_Study material_.
■ ■ ■ ■ ■ ■ ■

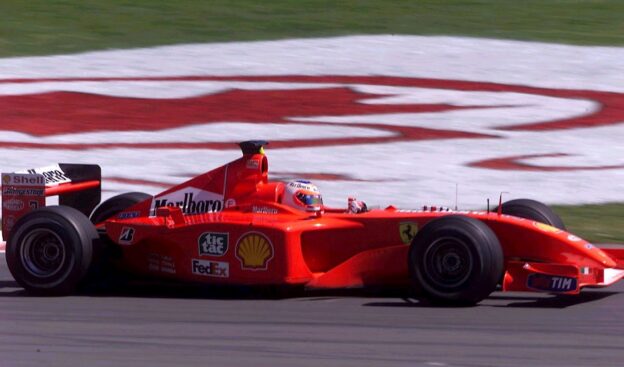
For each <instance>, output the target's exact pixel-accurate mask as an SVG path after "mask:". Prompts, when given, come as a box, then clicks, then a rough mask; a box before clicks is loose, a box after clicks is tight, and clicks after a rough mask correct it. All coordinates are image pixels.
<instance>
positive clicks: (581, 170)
mask: <svg viewBox="0 0 624 367" xmlns="http://www.w3.org/2000/svg"><path fill="white" fill-rule="evenodd" d="M569 156H570V155H569V154H563V153H553V154H528V155H517V156H511V157H504V158H494V159H486V160H483V161H479V162H473V163H470V164H469V166H470V167H479V168H489V169H496V170H502V171H546V172H555V171H585V170H588V171H598V170H607V169H622V168H624V164H620V165H612V166H537V165H532V164H529V163H524V162H521V161H523V160H524V161H525V160H529V159H534V158H553V157H569Z"/></svg>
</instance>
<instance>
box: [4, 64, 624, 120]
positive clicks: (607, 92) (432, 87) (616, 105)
mask: <svg viewBox="0 0 624 367" xmlns="http://www.w3.org/2000/svg"><path fill="white" fill-rule="evenodd" d="M79 81H102V82H110V81H243V82H284V83H344V84H370V85H388V86H403V87H421V88H437V89H451V90H462V91H482V92H514V93H526V94H535V95H543V96H551V97H559V98H570V99H585V100H592V101H595V102H596V103H597V104H598V105H599V108H598V110H597V111H595V112H593V113H592V112H588V114H587V115H585V116H578V117H571V118H567V119H561V120H555V121H548V122H536V123H532V124H523V125H517V126H512V127H507V128H505V129H509V130H559V129H571V128H578V127H589V126H602V125H611V124H617V123H621V122H622V121H624V94H623V93H615V92H600V91H590V90H583V89H552V88H539V87H528V86H521V85H507V84H499V83H489V82H472V81H462V80H446V79H427V78H402V77H390V76H306V75H282V76H188V77H176V76H172V77H123V78H43V79H23V78H22V79H4V80H0V83H40V82H79Z"/></svg>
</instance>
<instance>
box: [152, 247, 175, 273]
mask: <svg viewBox="0 0 624 367" xmlns="http://www.w3.org/2000/svg"><path fill="white" fill-rule="evenodd" d="M147 263H148V265H147V268H148V269H149V270H150V271H157V272H160V273H167V274H175V273H176V268H175V262H174V261H173V257H171V256H166V255H161V254H158V253H154V252H152V253H149V254H148V255H147Z"/></svg>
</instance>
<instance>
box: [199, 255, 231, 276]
mask: <svg viewBox="0 0 624 367" xmlns="http://www.w3.org/2000/svg"><path fill="white" fill-rule="evenodd" d="M191 271H192V272H193V274H197V275H203V276H207V277H216V278H228V277H229V276H230V264H229V263H226V262H221V261H206V260H199V259H193V260H192V264H191Z"/></svg>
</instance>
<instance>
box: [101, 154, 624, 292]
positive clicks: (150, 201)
mask: <svg viewBox="0 0 624 367" xmlns="http://www.w3.org/2000/svg"><path fill="white" fill-rule="evenodd" d="M282 191H283V184H282V183H279V182H270V181H269V180H268V161H267V157H266V156H265V155H264V154H262V153H256V154H245V155H243V157H241V158H240V159H237V160H235V161H233V162H230V163H228V164H226V165H224V166H222V167H219V168H217V169H215V170H212V171H210V172H207V173H204V174H202V175H200V176H197V177H195V178H193V179H191V180H189V181H187V182H184V183H182V184H180V185H178V186H175V187H172V188H171V189H169V190H167V191H164V192H163V193H161V194H159V195H156V196H155V197H154V198H153V199H149V200H146V201H145V202H142V203H139V204H137V205H135V206H133V207H131V208H129V209H127V210H125V211H123V212H121V213H120V214H118V215H116V216H115V217H113V218H110V219H108V220H107V221H105V222H104V223H100V224H99V225H98V228H99V229H100V230H101V231H105V233H106V235H107V236H108V237H109V238H110V239H111V240H112V241H113V242H115V243H117V244H118V245H119V247H120V248H121V251H122V256H121V260H119V265H120V266H122V267H123V268H125V269H126V270H129V271H132V272H135V273H138V274H141V275H148V276H154V277H159V278H165V279H177V280H184V281H193V282H203V283H214V284H246V285H260V284H292V285H295V284H298V285H305V286H307V287H309V288H343V287H359V286H365V285H404V284H408V283H409V282H410V277H409V274H408V249H409V242H410V239H411V238H412V237H413V236H414V234H415V233H416V231H417V229H419V228H422V227H423V226H425V225H426V224H427V222H429V221H430V220H432V219H434V218H437V217H440V216H446V215H465V216H469V217H472V218H476V219H478V220H481V221H483V222H484V223H486V224H487V225H488V226H489V227H490V228H491V229H492V230H493V231H494V233H495V234H496V235H497V237H498V239H499V241H500V243H501V246H502V249H503V253H504V257H505V275H504V282H503V290H505V291H543V292H555V293H568V294H574V293H578V292H579V291H580V289H581V288H583V287H596V286H598V287H599V286H606V285H609V284H611V283H614V282H616V281H617V280H620V279H621V278H622V277H624V262H623V261H622V260H621V257H622V255H623V254H621V253H618V252H617V251H615V250H613V251H611V252H607V250H601V249H599V248H597V247H596V246H593V245H591V244H590V243H588V242H586V241H584V240H582V239H580V238H578V237H576V236H574V235H572V234H570V233H568V232H565V231H562V230H559V229H556V228H553V227H550V226H547V225H545V224H541V223H537V222H534V221H531V220H526V219H522V218H518V217H513V216H509V215H501V214H499V213H492V212H489V213H488V212H483V211H470V212H464V211H459V212H458V211H446V210H445V211H440V210H439V209H436V208H430V209H428V210H417V211H412V210H398V209H396V208H394V207H388V208H386V209H376V210H371V211H368V212H366V213H361V214H353V213H348V212H346V210H336V209H329V208H327V209H326V210H324V211H322V212H316V213H315V212H300V211H296V210H294V209H291V208H290V207H287V206H284V205H281V204H280V203H279V201H280V196H281V194H282Z"/></svg>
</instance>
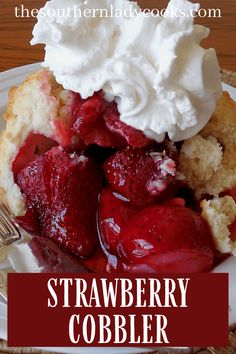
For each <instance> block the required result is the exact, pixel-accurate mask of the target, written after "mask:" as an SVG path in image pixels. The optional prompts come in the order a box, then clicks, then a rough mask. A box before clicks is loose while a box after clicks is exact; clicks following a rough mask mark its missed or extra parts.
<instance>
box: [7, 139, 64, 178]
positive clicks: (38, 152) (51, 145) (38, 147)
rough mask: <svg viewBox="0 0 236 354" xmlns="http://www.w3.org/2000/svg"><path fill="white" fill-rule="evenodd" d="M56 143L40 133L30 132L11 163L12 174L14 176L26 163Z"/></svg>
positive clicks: (34, 158)
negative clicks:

■ ■ ■ ■ ■ ■ ■

_Work to be completed_. Give back the whole listing exactly, without pictures.

_Answer to the exercise_.
For each <instance>, output the target's exact pixel-accurate mask as an SVG path after "mask:". Prompts, when given, come as a box, then clicks, then a rough mask; a box before clicks is loose, a box after clicks is tight, and clicks after a rough mask correct it. All coordinates are image pixels.
<instance>
positive clicks: (581, 170)
mask: <svg viewBox="0 0 624 367" xmlns="http://www.w3.org/2000/svg"><path fill="white" fill-rule="evenodd" d="M569 156H570V155H569V154H563V153H553V154H528V155H517V156H511V157H504V158H494V159H486V160H483V161H479V162H473V163H470V164H469V166H470V167H479V168H489V169H496V170H502V171H546V172H555V171H585V170H588V171H598V170H607V169H622V168H624V164H620V165H612V166H537V165H532V164H529V163H524V162H521V161H523V160H524V161H525V160H529V159H534V158H553V157H569Z"/></svg>
</instance>
<instance>
box: [4, 64, 624, 120]
positive clicks: (607, 92) (432, 87) (616, 105)
mask: <svg viewBox="0 0 624 367" xmlns="http://www.w3.org/2000/svg"><path fill="white" fill-rule="evenodd" d="M79 81H102V82H110V81H243V82H284V83H344V84H370V85H388V86H403V87H421V88H437V89H451V90H462V91H482V92H514V93H526V94H535V95H543V96H551V97H559V98H570V99H585V100H592V101H595V102H596V103H597V104H598V105H599V108H598V110H597V111H595V112H593V113H592V112H588V114H587V115H585V116H578V117H571V118H567V119H561V120H555V121H548V122H536V123H532V124H523V125H517V126H512V127H507V128H505V129H509V130H559V129H571V128H578V127H589V126H602V125H611V124H617V123H621V122H622V121H624V94H623V93H615V92H600V91H590V90H583V89H552V88H539V87H528V86H521V85H507V84H499V83H489V82H472V81H462V80H446V79H427V78H402V77H390V76H306V75H282V76H188V77H176V76H172V77H123V78H43V79H23V78H22V79H4V80H0V83H40V82H79Z"/></svg>
</instance>
<instance>
box: [152, 247, 175, 273]
mask: <svg viewBox="0 0 624 367" xmlns="http://www.w3.org/2000/svg"><path fill="white" fill-rule="evenodd" d="M147 263H148V265H147V268H148V269H149V270H150V271H157V272H160V273H167V274H175V273H176V268H175V262H174V261H173V257H171V256H166V255H161V254H158V253H154V252H152V253H149V254H148V255H147Z"/></svg>
</instance>
<instance>
box: [199, 255, 231, 276]
mask: <svg viewBox="0 0 624 367" xmlns="http://www.w3.org/2000/svg"><path fill="white" fill-rule="evenodd" d="M191 271H192V272H193V274H197V275H203V276H207V277H216V278H228V277H229V276H230V264H229V263H226V262H221V261H206V260H199V259H193V260H192V264H191Z"/></svg>
</instance>
<instance>
box: [101, 154, 624, 292]
positive clicks: (150, 201)
mask: <svg viewBox="0 0 624 367" xmlns="http://www.w3.org/2000/svg"><path fill="white" fill-rule="evenodd" d="M282 191H283V184H282V183H279V182H270V181H269V180H268V161H267V157H266V156H265V155H264V154H262V153H256V154H245V155H243V157H241V158H240V159H237V160H235V161H233V162H230V163H228V164H226V165H224V166H222V167H219V168H217V169H215V170H212V171H210V172H207V173H204V174H202V175H200V176H197V177H195V178H193V179H191V180H189V181H187V182H184V183H182V184H180V185H178V186H175V187H172V188H171V189H169V190H167V191H164V192H163V193H161V194H159V195H156V196H155V197H154V198H153V199H149V200H146V201H145V202H142V203H139V204H137V205H135V206H133V207H131V208H129V209H127V210H125V211H123V212H121V213H120V214H118V215H116V216H115V217H113V218H110V219H108V220H107V221H105V222H104V223H100V224H99V225H98V228H99V229H100V230H101V231H105V233H106V235H107V236H108V237H109V238H110V239H111V240H112V241H113V242H115V243H117V244H118V245H119V247H120V248H121V251H122V256H121V260H119V265H120V266H122V267H123V268H125V269H126V270H129V271H132V272H135V273H138V274H141V275H148V276H154V277H159V278H165V279H177V280H184V281H193V282H203V283H214V284H246V285H260V284H292V285H295V284H298V285H305V286H307V287H309V288H343V287H359V286H365V285H404V284H408V283H409V282H410V277H409V274H408V249H409V242H410V239H411V238H412V237H413V236H414V234H415V233H416V231H417V229H419V228H422V227H423V226H425V225H426V224H427V222H429V221H430V220H432V219H434V218H437V217H440V216H446V215H465V216H469V217H472V218H476V219H478V220H481V221H483V222H484V223H486V224H487V225H488V226H489V227H490V228H491V229H492V230H493V231H494V233H495V234H496V235H497V237H498V239H499V241H500V243H501V246H502V249H503V253H504V257H505V275H504V282H503V290H505V291H543V292H555V293H568V294H574V293H578V292H579V291H580V289H581V288H583V287H596V286H598V287H599V286H606V285H609V284H611V283H614V282H616V281H617V280H620V279H621V278H622V277H624V262H623V261H622V260H621V257H622V255H623V254H621V253H618V252H617V251H615V250H613V251H611V252H607V250H601V249H599V248H597V247H596V246H593V245H591V244H590V243H588V242H586V241H584V240H582V239H580V238H578V237H576V236H574V235H572V234H570V233H568V232H565V231H562V230H559V229H556V228H553V227H550V226H547V225H545V224H541V223H537V222H534V221H531V220H526V219H522V218H518V217H513V216H509V215H501V214H499V213H492V212H489V213H488V212H483V211H470V212H464V211H459V212H458V211H446V210H445V211H440V210H439V209H436V208H430V209H428V210H417V211H412V210H398V209H396V208H394V207H388V208H386V209H376V210H371V211H368V212H366V213H361V214H353V213H348V212H346V210H336V209H329V208H327V209H326V210H324V211H322V212H316V213H315V212H300V211H296V210H294V209H291V208H290V207H287V206H284V205H281V204H280V203H279V201H280V196H281V194H282Z"/></svg>
</instance>
For each <instance> block the required result is the exact, pixel-accurate mask of the target, written after "mask:" as an SVG path in image pixels. The optional prompts come in the order a box, then clicks, then a rough mask. A box before clicks is loose while a box after clicks is exact; clicks following a rough mask mark its missed or extra parts.
<instance>
box: [7, 139, 64, 178]
positive clicks: (38, 152) (51, 145) (38, 147)
rough mask: <svg viewBox="0 0 236 354" xmlns="http://www.w3.org/2000/svg"><path fill="white" fill-rule="evenodd" d="M56 143L40 133L30 132L11 163L12 174L14 176L26 163Z"/></svg>
positive clicks: (34, 158)
negative clicks:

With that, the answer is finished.